Задания:
A) Подсчитайте, сколько строк списка содержат слово «wall». В ответе укажите только число.
B) Напишите, что следует дальше в отрывке о разделе собственности Толстого между женой и детьми. Начните сразу после его последнего предложения.

Исходный текст:
--*--
Идея эта зрела у него в течение последующих недель, он решил, что недостаточно просто оставить управление собственностью в руках жены, – чтобы привести поступки в согласие с помыслами, необходимо от этой собственности отказаться. Лучше всего было бы передать все земли крестьянам, но этому воспротивились Софья Андреевна и старшие сыновья. Тогда, после долгих дискуссий, был найден компромисс: Толстой отдаст всю свою движимую и недвижимую собственность жене и детям, которые поделят ее между собой. Подсчет и распределение привели к ожесточенным спорам за семейным столом. Присутствовал и сам апостол отказа, подавленный этим торгом, за которым ярче проявилась натура его супруги и детей: сражались за каждый рубль, каждую десятину. «То один чем-то недоволен, то другой чего-то боится, – отмечала Софья Андреевна. – Это удручает меня. Что до Левочки, то он противопоставляет этим спорам только равнодушие и недоброжелательство». По мнению Тани, «отец, сраженный происходящим, похож был на приговоренного, который спешит сунуть голову в петлю. Иногда, измученный, сбегал от родных, закрывался в мастерской и шил сапоги. Тогда графиня вздыхала, что хотела бы видеть его в добром здравии, но он набивает желудок едой, которая, даже по мнению доктора, ничего не стоит; хотела бы видеть, как он создает художественные произведения, а он пишет только проповеди; хотела бы видеть его нежным, сочувствующим, дружелюбным, но если он не проявляет своей грубой чувственности, совершенно безразличен».
--*--
Список для обработки:
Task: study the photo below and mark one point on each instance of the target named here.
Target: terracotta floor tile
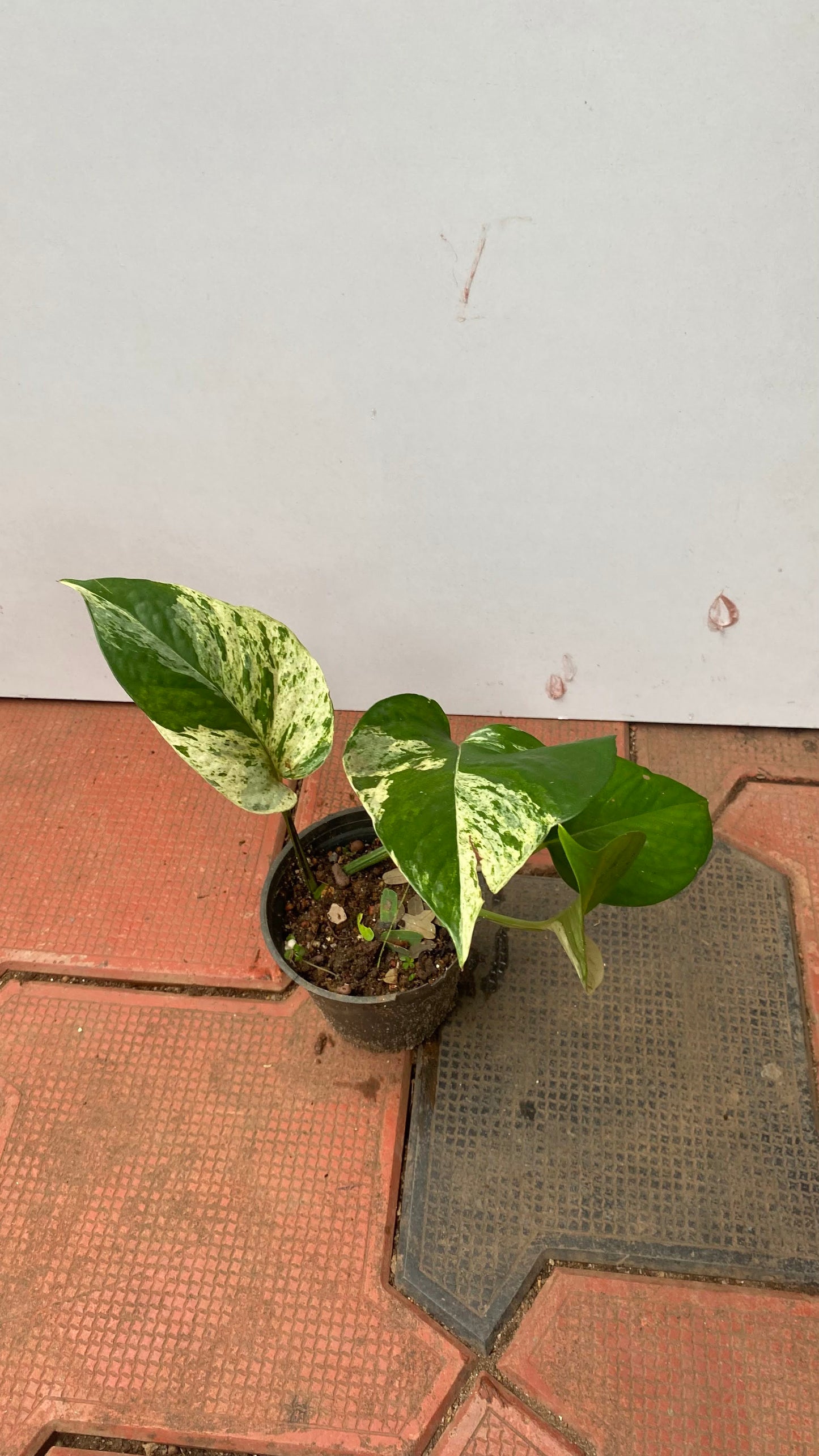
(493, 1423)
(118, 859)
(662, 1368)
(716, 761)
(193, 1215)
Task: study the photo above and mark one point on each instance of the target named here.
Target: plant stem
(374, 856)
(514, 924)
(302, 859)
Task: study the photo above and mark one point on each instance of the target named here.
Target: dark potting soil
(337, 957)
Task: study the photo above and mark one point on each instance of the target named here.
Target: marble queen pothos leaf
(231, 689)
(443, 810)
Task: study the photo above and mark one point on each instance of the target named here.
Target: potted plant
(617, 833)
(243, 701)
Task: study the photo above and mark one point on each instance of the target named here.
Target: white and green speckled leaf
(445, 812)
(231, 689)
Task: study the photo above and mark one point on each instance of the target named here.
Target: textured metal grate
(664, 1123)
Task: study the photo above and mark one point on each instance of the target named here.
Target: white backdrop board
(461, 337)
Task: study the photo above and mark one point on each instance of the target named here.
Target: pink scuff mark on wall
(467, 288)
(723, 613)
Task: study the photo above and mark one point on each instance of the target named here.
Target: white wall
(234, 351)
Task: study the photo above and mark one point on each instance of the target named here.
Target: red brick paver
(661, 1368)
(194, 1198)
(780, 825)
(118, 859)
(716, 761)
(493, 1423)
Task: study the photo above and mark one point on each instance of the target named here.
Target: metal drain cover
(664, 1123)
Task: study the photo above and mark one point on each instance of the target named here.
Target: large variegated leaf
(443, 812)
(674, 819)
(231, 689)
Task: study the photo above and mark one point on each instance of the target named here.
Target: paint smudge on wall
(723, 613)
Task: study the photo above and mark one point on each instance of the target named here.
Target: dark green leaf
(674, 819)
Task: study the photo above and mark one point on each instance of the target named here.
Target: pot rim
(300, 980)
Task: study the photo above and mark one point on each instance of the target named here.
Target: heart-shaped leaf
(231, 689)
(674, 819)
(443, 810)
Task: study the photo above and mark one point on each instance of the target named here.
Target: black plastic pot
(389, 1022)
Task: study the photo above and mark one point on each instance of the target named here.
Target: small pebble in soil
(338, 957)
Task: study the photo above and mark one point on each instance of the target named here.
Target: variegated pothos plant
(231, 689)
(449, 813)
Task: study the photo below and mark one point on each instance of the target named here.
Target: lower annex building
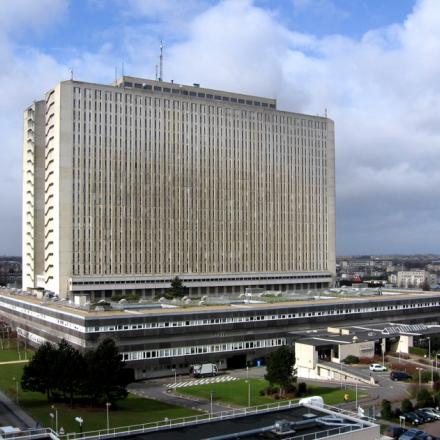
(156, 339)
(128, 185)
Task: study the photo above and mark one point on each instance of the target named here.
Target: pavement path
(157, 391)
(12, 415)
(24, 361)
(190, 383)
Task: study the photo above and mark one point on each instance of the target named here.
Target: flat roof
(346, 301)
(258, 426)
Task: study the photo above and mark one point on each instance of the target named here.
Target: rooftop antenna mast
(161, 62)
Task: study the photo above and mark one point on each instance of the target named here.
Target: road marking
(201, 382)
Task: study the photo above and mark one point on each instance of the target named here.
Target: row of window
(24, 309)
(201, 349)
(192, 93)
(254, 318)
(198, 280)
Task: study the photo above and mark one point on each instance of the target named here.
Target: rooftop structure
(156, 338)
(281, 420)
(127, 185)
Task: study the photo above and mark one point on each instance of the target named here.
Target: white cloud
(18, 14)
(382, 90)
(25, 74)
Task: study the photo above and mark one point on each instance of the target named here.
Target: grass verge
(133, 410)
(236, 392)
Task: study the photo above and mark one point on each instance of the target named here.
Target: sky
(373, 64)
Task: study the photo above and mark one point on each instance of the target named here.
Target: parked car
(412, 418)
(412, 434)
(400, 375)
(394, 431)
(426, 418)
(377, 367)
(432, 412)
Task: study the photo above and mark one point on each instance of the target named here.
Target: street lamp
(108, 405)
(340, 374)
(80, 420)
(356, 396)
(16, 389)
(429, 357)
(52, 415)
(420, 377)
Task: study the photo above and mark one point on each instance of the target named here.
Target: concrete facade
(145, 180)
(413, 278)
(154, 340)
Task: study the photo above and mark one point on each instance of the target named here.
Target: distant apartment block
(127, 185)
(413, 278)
--*--
Результаты выполнения:
A) 3

B)
К Пасхе раздел завершили, но необходимые бумаги подписаны были только на следующий год, седьмого июля 1892 года. До последней минуты не прекращались ожесточенные споры. Собственность оценили в 580 тысяч рублей и поделили на десять частей – Софье Андреевне и девяти детям. Никольское – между Сергеем, Ильей, Таней и Машей, вдобавок Илья получил Гриневку, Лев – дом в Москве и часть Самарского имения, Таня и Маша – Овсянниково и 40 тысяч рублей наличными. Андрею, Михаилу и Александре достались две тысячи десятин свободных земель в Самарской губернии, и, наконец, Ясная Поляна была отдана матери и последнему сыну, Ванечке, так как, по мнению Софьи Андреевны, дети не должны были лишать отца этого имения, а где она, там всегда будет и он.
Из всего семейства Толстых только две старшие дочери задавались вопросом, не должны ли они, следуя идеям отца, отказаться от участия в этом дележе. Таня, более падкая на соблазны, уступила – ей столько всего было еще нужно, а сама она умела так мало, что, по ее словам, легко могла стать кому-нибудь в тягость. Маша, яростная последовательница Льва Николаевича, гордо сказала «нет». Тот плакал от нежности к ней, мать, братья и старшая сестра осуждали, объяснив это желанием внести лишнюю смуту. «Вчера поразительный разговор детей, – записывает в дневнике пятого июля 1892 года Лев Николаевич. – Таня и Лева внушают Маше, что она делает подлость, отказываясь от имения. Ее поступок заставляет их чувствовать неправду своего, а им надо быть правыми, и вот они стараются придумывать, почему поступок нехорош и подлость. Ужасно. Не могу писать. Уж я плакал, и опять плакать хочется. Они говорят: мы сами бы хотели это сделать, да это было бы дурно. Жена говорит им: оставьте у меня. Они молчали. Ужасно! Никогда не видал такой очевидности лжи и мотивов ее. Грустно, грустно, тяжело мучительно».
Несмотря на нападки близких, Маша выстояла. Предусмотрительная мать предложила сохранить ее долю как резерв и копить с нее проценты на случай, если дочь одумается. Бедная не в состоянии ясно смотреть на вещи, говорила о ней Софья Андреевна, и понять, что это станет для нее источником существования, когда она окажется без денег.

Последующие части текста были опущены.